BEGIN THE DATA

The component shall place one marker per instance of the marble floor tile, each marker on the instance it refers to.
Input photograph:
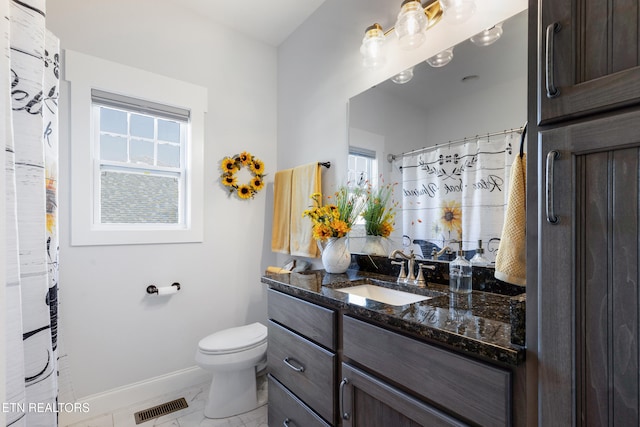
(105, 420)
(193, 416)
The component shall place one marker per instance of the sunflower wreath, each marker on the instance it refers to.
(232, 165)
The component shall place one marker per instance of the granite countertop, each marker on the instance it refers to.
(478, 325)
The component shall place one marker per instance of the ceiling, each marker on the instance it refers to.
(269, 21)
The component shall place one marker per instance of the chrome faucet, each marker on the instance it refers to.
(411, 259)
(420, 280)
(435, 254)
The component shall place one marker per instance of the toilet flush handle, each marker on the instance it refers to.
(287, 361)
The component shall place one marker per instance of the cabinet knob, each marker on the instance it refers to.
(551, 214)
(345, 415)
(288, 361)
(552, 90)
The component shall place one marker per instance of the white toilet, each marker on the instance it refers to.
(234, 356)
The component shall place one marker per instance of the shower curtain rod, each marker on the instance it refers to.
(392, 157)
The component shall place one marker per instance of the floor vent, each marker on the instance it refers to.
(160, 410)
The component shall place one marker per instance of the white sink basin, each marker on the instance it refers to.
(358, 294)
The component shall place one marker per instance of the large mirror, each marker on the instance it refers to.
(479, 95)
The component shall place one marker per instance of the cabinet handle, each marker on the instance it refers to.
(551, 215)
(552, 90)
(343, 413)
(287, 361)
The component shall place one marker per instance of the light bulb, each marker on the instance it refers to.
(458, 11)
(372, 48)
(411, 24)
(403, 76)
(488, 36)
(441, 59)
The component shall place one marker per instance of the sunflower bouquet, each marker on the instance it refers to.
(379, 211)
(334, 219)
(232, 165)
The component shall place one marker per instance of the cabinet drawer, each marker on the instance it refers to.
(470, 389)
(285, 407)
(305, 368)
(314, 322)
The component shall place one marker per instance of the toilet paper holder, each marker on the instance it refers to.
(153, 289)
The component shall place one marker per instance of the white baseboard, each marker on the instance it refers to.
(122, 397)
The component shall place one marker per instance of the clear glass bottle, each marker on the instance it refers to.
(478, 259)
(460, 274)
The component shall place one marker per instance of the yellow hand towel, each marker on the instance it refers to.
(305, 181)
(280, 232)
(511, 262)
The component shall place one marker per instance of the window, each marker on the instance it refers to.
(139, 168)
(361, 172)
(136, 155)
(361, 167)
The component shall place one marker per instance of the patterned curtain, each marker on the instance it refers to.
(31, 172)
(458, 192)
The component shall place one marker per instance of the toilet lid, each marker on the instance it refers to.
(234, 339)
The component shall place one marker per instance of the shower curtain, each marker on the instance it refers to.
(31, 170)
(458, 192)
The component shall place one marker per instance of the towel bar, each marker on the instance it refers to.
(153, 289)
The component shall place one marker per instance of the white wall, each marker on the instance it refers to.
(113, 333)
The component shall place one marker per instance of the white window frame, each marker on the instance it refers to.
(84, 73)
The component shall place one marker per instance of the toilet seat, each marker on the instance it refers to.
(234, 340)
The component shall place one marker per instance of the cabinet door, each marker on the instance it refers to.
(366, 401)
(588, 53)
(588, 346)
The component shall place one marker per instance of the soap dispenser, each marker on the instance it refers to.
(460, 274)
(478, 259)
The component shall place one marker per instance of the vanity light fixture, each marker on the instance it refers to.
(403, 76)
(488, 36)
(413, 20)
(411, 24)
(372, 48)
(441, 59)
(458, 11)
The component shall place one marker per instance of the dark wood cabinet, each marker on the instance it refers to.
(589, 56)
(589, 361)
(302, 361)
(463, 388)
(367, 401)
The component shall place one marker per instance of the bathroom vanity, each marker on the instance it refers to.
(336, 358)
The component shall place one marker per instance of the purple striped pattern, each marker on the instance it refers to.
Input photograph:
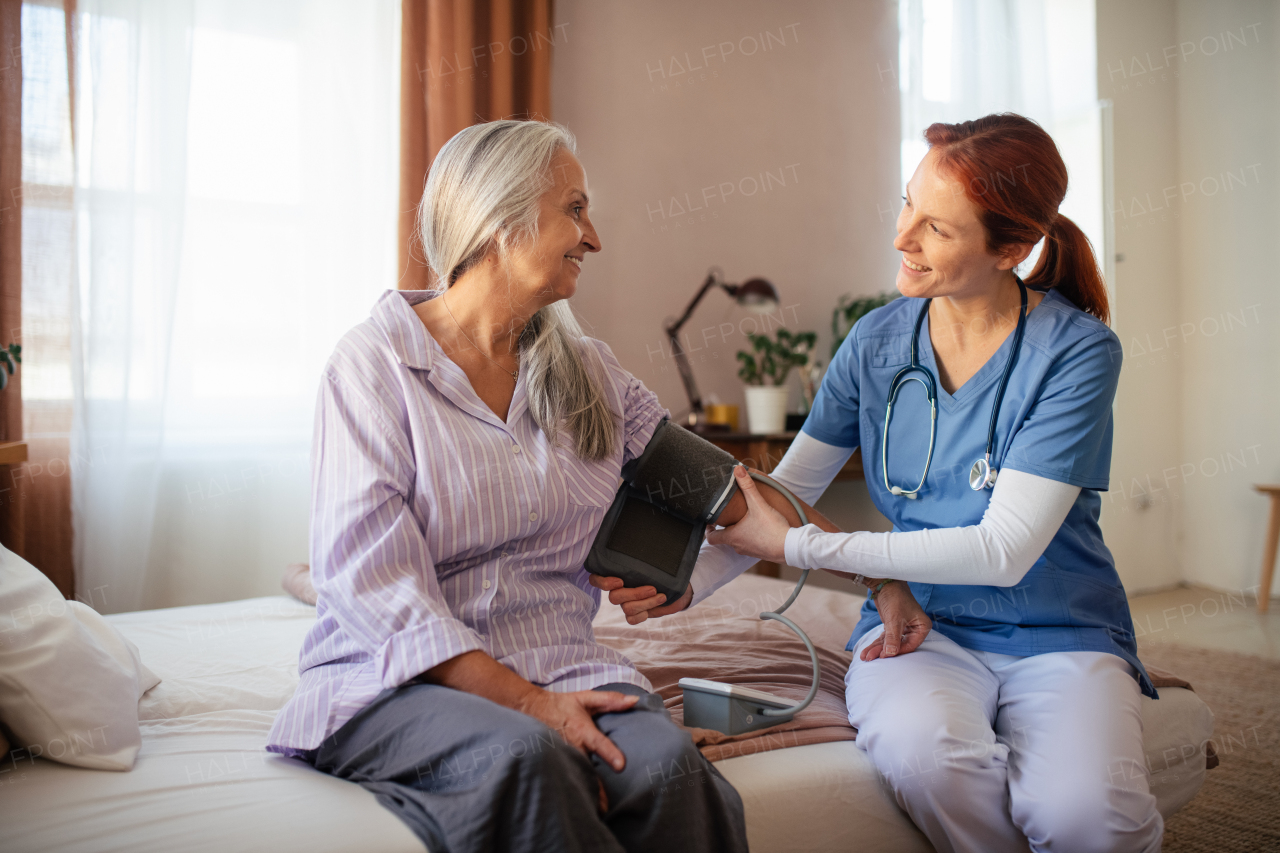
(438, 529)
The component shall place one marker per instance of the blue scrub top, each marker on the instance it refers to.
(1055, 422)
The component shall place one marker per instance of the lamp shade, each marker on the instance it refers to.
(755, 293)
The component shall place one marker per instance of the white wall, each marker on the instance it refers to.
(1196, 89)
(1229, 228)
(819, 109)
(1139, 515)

END THE DATA
BEGIN THE DATA

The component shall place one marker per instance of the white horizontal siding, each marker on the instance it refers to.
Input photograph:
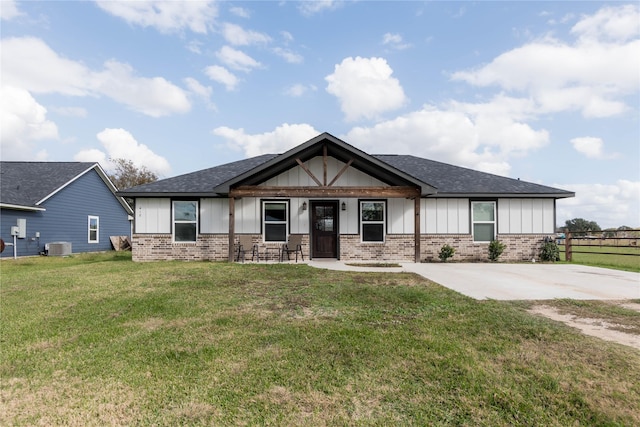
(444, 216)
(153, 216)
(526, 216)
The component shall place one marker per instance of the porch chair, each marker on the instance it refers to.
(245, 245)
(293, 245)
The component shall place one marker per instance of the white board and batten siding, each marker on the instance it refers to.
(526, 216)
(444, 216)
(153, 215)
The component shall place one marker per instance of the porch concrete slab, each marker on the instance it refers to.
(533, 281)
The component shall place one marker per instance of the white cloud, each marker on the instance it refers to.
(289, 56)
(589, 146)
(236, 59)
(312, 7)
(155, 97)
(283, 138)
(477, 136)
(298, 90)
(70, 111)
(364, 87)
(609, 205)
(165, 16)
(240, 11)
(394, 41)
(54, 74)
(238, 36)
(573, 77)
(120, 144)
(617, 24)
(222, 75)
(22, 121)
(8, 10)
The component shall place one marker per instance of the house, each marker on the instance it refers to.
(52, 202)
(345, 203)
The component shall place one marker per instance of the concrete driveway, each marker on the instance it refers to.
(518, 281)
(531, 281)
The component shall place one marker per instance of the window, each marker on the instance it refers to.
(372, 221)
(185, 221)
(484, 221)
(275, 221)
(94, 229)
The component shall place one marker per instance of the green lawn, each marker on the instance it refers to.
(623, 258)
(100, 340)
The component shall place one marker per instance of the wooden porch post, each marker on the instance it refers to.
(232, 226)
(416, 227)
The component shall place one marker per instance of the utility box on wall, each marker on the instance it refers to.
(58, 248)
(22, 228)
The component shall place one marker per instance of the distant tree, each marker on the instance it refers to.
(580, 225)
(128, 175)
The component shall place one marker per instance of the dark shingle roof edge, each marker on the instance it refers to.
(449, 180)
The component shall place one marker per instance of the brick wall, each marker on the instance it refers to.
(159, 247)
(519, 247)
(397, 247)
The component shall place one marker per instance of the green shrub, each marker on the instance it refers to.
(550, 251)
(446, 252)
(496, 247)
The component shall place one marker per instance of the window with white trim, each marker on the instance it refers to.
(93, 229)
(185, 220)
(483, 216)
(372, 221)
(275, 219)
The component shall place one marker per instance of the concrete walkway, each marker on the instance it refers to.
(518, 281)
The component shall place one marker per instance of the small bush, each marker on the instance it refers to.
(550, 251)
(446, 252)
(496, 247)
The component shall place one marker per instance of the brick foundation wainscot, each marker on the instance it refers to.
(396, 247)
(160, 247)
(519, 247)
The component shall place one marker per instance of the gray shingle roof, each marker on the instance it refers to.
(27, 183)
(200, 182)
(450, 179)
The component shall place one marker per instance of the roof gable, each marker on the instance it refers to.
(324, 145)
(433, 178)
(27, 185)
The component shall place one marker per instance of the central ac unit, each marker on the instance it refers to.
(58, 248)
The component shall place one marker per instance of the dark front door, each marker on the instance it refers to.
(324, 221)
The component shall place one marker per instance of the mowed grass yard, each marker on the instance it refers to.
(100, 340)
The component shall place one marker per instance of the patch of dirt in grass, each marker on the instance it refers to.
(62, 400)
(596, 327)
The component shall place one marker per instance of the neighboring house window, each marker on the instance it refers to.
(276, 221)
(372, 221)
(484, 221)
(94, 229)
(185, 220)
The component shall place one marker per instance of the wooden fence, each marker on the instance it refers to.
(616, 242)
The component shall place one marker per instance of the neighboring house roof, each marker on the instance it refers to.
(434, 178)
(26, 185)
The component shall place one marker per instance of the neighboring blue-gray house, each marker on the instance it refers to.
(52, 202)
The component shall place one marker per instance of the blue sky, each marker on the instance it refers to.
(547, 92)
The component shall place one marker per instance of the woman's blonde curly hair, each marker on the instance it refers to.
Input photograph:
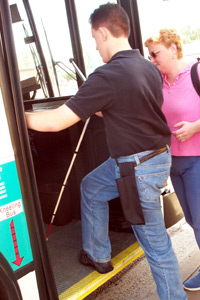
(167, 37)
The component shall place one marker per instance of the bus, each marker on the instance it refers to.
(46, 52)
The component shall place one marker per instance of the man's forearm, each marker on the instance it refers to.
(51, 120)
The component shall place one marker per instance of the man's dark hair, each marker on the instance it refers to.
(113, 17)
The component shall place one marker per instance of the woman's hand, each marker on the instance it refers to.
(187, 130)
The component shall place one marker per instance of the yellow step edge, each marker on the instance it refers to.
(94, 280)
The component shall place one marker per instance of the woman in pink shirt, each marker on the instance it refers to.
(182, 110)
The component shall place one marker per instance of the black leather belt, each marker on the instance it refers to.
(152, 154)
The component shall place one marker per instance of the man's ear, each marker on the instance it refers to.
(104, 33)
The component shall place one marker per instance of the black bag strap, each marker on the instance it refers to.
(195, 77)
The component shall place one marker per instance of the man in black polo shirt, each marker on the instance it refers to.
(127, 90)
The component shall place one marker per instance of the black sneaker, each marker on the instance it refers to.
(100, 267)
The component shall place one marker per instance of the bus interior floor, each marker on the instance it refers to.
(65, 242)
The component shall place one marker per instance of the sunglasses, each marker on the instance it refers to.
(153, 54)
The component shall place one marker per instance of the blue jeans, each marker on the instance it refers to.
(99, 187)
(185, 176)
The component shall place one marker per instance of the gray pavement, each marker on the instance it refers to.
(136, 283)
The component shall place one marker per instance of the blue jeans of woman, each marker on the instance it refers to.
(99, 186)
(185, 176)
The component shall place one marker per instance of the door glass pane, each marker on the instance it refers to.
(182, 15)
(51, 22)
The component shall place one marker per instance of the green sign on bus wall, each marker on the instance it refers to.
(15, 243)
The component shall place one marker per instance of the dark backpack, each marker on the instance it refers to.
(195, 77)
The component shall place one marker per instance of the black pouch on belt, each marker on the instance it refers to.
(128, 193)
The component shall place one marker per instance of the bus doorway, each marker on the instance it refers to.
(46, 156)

END THE DATA
BEGIN THE DATA

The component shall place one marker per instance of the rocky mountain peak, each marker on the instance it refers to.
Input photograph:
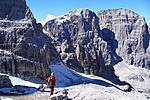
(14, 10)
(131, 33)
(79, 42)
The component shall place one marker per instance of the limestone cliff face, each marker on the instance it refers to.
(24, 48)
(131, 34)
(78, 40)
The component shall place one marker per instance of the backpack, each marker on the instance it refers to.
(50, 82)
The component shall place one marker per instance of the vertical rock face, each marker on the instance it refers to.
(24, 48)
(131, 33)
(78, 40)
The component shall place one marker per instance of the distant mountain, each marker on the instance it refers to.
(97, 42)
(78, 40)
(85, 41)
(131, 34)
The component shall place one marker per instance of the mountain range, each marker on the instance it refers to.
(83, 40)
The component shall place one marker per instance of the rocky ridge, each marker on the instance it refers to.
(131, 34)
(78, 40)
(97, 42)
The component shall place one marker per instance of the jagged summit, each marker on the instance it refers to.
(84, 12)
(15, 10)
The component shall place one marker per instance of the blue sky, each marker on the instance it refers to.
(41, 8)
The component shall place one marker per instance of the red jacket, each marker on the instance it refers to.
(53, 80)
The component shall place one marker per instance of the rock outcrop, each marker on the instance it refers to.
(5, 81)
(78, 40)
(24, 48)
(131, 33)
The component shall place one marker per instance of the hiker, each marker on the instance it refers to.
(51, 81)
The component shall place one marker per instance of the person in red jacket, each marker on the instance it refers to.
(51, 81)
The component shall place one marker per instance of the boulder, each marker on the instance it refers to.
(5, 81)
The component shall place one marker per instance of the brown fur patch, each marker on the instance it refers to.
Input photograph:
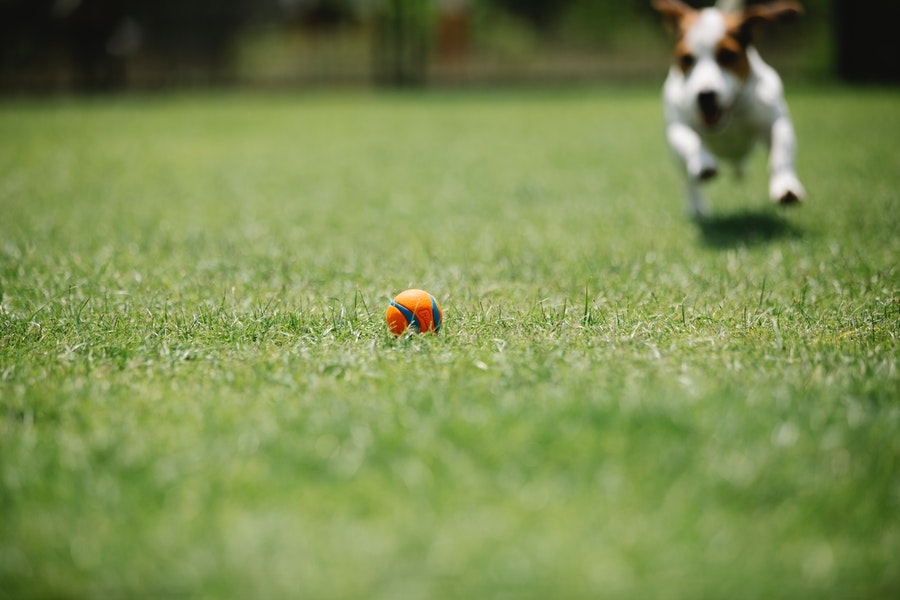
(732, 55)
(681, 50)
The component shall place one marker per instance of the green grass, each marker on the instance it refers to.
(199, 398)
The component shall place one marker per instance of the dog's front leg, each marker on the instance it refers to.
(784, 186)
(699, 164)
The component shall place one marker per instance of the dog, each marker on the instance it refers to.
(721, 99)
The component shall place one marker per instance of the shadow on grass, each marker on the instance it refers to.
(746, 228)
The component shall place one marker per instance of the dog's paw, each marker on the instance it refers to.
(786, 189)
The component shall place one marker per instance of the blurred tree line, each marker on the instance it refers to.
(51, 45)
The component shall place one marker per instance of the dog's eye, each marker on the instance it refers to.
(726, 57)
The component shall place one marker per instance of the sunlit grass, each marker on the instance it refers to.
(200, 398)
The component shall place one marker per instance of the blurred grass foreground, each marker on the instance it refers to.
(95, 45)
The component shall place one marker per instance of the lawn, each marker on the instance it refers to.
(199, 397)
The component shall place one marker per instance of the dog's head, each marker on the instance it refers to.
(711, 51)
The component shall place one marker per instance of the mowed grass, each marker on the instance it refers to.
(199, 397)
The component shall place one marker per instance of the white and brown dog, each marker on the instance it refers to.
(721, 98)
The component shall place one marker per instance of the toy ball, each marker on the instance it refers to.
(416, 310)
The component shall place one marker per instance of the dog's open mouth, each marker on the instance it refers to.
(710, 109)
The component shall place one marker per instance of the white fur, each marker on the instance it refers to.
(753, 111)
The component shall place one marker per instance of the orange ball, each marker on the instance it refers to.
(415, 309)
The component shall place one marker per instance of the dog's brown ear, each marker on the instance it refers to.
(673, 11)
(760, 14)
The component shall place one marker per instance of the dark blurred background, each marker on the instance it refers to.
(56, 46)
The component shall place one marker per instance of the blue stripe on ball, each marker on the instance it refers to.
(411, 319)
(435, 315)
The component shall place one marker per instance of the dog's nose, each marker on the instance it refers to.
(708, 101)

END THE DATA

> _GIVEN REQUEST_
Pull out every line of the records that contains the string "handle", with case counting toward a match.

> _CORRECT ANSWER_
The component shall place one marker per instance of the toilet flush handle, each marker on the instance it refers to.
The component shall place one marker per instance of the cabinet handle, each marker on the instance it refers to.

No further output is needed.